What to produce =>
Copy all of the records below verbatim.

Natural language region descriptions:
%%
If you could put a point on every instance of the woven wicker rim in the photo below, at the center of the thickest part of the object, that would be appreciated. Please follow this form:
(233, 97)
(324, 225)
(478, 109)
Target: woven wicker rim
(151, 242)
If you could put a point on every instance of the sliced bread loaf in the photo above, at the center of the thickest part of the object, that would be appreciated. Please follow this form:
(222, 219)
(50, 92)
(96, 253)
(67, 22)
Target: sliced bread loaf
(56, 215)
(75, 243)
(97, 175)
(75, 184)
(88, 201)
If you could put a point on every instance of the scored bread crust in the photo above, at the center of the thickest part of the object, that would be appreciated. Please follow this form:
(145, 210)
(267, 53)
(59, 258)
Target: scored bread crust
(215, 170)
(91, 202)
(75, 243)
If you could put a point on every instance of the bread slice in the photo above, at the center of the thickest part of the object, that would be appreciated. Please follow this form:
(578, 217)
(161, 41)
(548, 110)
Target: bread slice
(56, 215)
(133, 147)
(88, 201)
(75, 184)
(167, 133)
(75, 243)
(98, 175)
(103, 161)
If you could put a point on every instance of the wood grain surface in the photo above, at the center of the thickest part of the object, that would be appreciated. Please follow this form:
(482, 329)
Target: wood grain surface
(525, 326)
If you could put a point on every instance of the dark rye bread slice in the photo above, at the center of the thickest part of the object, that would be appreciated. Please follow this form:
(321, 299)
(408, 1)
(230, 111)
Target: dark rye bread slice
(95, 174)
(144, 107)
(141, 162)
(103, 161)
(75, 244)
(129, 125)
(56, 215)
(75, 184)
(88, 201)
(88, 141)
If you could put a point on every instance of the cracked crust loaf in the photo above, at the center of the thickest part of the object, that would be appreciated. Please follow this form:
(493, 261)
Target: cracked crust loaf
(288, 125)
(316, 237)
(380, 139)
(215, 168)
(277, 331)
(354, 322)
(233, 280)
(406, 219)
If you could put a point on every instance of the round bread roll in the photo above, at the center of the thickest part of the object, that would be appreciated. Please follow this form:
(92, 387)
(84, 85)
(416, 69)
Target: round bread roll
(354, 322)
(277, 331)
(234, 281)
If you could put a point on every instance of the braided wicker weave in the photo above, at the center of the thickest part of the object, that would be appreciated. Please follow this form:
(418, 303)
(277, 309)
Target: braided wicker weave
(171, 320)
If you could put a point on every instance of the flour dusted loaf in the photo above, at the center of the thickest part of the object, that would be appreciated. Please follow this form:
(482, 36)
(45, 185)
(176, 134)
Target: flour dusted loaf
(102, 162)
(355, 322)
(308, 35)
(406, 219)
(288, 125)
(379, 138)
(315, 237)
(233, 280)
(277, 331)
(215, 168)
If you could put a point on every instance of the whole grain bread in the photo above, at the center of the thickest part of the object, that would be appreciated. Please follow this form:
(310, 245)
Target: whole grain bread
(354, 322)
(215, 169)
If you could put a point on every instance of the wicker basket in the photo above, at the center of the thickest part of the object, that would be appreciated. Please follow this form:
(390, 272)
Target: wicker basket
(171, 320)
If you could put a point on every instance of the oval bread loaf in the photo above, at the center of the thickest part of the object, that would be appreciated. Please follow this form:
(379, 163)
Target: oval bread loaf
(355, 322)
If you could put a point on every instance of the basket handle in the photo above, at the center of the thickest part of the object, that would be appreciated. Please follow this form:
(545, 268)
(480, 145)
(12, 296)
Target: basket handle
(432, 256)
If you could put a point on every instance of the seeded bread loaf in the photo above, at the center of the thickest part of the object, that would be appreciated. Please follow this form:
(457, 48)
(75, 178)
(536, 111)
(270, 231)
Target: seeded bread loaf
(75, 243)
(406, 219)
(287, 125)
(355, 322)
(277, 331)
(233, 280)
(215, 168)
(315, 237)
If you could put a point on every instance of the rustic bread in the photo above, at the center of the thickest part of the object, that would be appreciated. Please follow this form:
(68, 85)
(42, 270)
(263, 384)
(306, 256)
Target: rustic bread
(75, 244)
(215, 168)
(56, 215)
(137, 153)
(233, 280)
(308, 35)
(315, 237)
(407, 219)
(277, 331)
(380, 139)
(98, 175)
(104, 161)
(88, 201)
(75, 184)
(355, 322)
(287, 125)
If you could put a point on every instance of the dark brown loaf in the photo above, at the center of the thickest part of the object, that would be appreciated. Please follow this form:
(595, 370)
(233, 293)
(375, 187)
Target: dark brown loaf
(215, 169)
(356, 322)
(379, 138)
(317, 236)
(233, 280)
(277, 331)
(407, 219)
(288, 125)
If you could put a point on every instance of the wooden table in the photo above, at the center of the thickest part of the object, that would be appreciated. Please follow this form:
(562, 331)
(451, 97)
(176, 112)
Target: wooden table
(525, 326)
%%
Expected answer =>
If you could put a point on every instance of the woven wicker rim in the photo below, at the center of the thickest part of the object, that would be appreciated. Please follow this form:
(233, 97)
(324, 225)
(478, 109)
Target: woven wicker rim
(151, 242)
If you could put a point on every instance of the sliced bread loaf in the photo above, at the center of the thickest part of the object, that would be appreciated. Please follow this form:
(222, 219)
(50, 92)
(96, 253)
(67, 22)
Target: sliced bread loaf
(56, 215)
(75, 243)
(97, 175)
(75, 184)
(88, 201)
If you could put a point on every instance of the scored bread crust in the photo above, at the center of the thickest part of the object, that would be appreciated. Please follow this form:
(145, 210)
(267, 53)
(59, 258)
Target: scored bread crust
(215, 170)
(91, 202)
(75, 243)
If you could put a point on every instance of the bread slice in the photo above, at the center of the thickest part of the object, that would be appreciated. Please follow this form:
(578, 217)
(161, 41)
(548, 110)
Target: bread slice
(56, 215)
(133, 147)
(88, 201)
(75, 184)
(167, 133)
(75, 243)
(98, 175)
(103, 161)
If you could put a point on every instance of the wood grain surface in the photo above, at the center of the thickest part of the object, that would be appreciated. Please follow this form:
(482, 329)
Target: wood grain surface
(525, 326)
If you could put a point on every instance of the dark rye bread slice in the photo above, at the center of the thickest part of the object, that would be appreciated. Please follow this form:
(321, 299)
(408, 1)
(230, 111)
Target: dark rye bread slice
(95, 174)
(144, 107)
(141, 162)
(103, 161)
(75, 244)
(129, 125)
(56, 215)
(75, 184)
(88, 201)
(88, 141)
If you could put a point on every instance of the cracked crust loaf in the photo above, at the center of the thickest part of the object, that would be appreciated. Please follow this form:
(493, 261)
Target: cracked crust loaf
(288, 125)
(316, 237)
(380, 139)
(215, 168)
(277, 331)
(354, 322)
(233, 280)
(406, 219)
If you could put a point on every instance of the round bread roll in the photo above, at the center of the thickest part of the object, that would be appreciated. Please follow this form:
(92, 387)
(84, 85)
(416, 69)
Target: round bread roll
(354, 322)
(277, 331)
(234, 281)
If you could put a point on every instance of the braided wicker weave in the photo above, at the center of the thickest part of the object, that would be appreciated. Please follow this form:
(418, 303)
(277, 309)
Target: braided wicker weave
(171, 320)
If you could put a point on every instance of the flour dusted loaf in the photo above, at the center of the thickest part of the object, that would be appreciated. Please follow this form:
(482, 36)
(45, 185)
(176, 134)
Target: flour dusted loaf
(102, 162)
(355, 322)
(308, 35)
(406, 219)
(288, 125)
(379, 138)
(315, 237)
(233, 280)
(277, 331)
(215, 168)
If you could put a point on every instance of the whole grain bread in the photo above, at the center of the thickest part of the object, that would be appreciated. Please follow this form:
(310, 245)
Target: whole grain bread
(354, 322)
(215, 169)
If you could put a point on every instance of the wicker basket in the photo above, at the center of the thickest part of the object, that would be appreciated. Please follow this form:
(390, 272)
Target: wicker basket
(171, 320)
If you could put a point on every instance of the oval bread loaf in the photo above, at the center of the thickest part of the object, that would be appreciated. Please follow this form:
(379, 163)
Target: oval bread loaf
(355, 322)
If you could put a point on every instance of the basket handle in the photo above, at the center of the thickest part of the object, that would be appreciated. Please follow this form:
(545, 268)
(480, 145)
(12, 296)
Target: basket handle
(432, 256)
If you could put a point on every instance of the seeded bread loaf in the photo above, at the center of the thickest part of the object, that would be appreciated. Please follow this form:
(457, 48)
(75, 178)
(536, 111)
(270, 231)
Target: seeded bread loaf
(75, 243)
(406, 219)
(287, 125)
(355, 322)
(277, 331)
(233, 280)
(215, 168)
(315, 237)
If you could put a point on every instance of the rustic bread in the photo above, at the center of the thickest part of the object, that would be appreciated. Please follow this form:
(68, 85)
(42, 270)
(263, 384)
(306, 256)
Target: rustic bread
(75, 244)
(215, 168)
(56, 215)
(137, 153)
(233, 280)
(308, 35)
(315, 237)
(407, 219)
(277, 331)
(380, 139)
(98, 175)
(104, 161)
(88, 201)
(75, 184)
(355, 322)
(287, 125)
If you could put a point on every instance of the dark brown loaf in the photo above, at the center of the thickest part of the object, that would be appreciated. Please follow this form:
(595, 370)
(233, 293)
(375, 187)
Target: dark brown loaf
(215, 169)
(356, 322)
(379, 138)
(317, 236)
(233, 280)
(277, 331)
(407, 219)
(288, 125)
If you could put a point on every instance of the wooden table in the photo above, at the center of the thickest part of the object, that would be appreciated. Please follow this form:
(562, 331)
(451, 97)
(176, 112)
Target: wooden table
(525, 326)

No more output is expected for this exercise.